DATA SHOWN Block Start

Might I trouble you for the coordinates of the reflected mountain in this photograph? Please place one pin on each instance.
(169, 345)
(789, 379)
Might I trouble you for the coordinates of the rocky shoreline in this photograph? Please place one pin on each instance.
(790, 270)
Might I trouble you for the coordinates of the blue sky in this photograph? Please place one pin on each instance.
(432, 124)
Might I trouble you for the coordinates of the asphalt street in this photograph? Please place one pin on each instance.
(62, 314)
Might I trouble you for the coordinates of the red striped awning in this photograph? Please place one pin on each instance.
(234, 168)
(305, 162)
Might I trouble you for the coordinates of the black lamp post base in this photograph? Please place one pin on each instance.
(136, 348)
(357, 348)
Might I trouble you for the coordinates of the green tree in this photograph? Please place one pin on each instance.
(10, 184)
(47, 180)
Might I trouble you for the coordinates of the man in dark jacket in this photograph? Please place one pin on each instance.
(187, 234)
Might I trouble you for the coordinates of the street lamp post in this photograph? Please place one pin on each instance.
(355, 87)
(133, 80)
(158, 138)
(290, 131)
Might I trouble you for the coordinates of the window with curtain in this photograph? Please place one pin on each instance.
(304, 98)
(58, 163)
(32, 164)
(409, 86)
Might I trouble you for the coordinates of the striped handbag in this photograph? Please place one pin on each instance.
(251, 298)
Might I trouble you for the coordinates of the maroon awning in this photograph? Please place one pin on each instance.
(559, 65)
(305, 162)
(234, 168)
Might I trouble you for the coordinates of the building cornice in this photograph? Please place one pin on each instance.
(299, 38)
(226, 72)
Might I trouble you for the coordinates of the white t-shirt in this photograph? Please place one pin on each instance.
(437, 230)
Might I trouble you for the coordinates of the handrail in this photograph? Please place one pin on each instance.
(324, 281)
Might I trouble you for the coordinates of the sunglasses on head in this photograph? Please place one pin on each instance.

DATA SHOWN Block End

* **PROBLEM TO WORK ON**
Until the last line is reached, keep transcribing the data exactly.

* **RESPONSE BOX**
Might I trouble you for the coordinates of the reflected mountain in this photograph? Please place one pin on each instance.
(169, 345)
(789, 379)
Might I trouble you for the coordinates of the rocky shoreline in this photograph? Please place one pin on each instance.
(790, 270)
Might I trouble you for the coordinates of the blue sky in this photograph? Please place one pin on each instance.
(432, 124)
Might I trouble you for the coordinates of the asphalt street in this photograph? Please place one pin on each instance.
(62, 314)
Might I trouble you for the coordinates of the red striped awning in this photograph? Please place one pin on each instance.
(234, 168)
(305, 162)
Might I trouble you for the coordinates of the black lamp post base in this photograph? Please place one pin on each instance.
(136, 348)
(357, 348)
Might I trouble you for the coordinates of the green tree in this photograph? Please place one pin on each instance.
(10, 184)
(47, 180)
Might I trouble you for the coordinates of the man in dark jacket in this photograph? Please place one pin on each instance.
(187, 234)
Might I trouble you for the coordinates of the street lamp post in this photograph? Please place one pin on each instance.
(355, 87)
(133, 80)
(158, 138)
(290, 131)
Might I trouble you for the coordinates of the window with curtain in this photograph? Please place one pin on each instance.
(304, 98)
(58, 163)
(32, 164)
(409, 86)
Might I trouble you for the coordinates of the striped handbag in this photograph? Please place one pin on each instance.
(251, 298)
Might I trouble you for the coordinates of the maroon awning in this photograph? Please place one pin on each instance.
(559, 65)
(305, 162)
(234, 168)
Might I trouble you for the coordinates of the building cornice in this photograph? Please place one pin on each instance.
(299, 38)
(226, 72)
Might I trouble you for the coordinates of the white t-shirt in this photograph? Please place one pin on each instance.
(437, 230)
Might I trouble you for the coordinates of the handrail in this photograph? Please place one pin on each instance.
(324, 281)
Might I trouble you for the coordinates of the sunglasses on head in this photograph? Please place one pin on each instance.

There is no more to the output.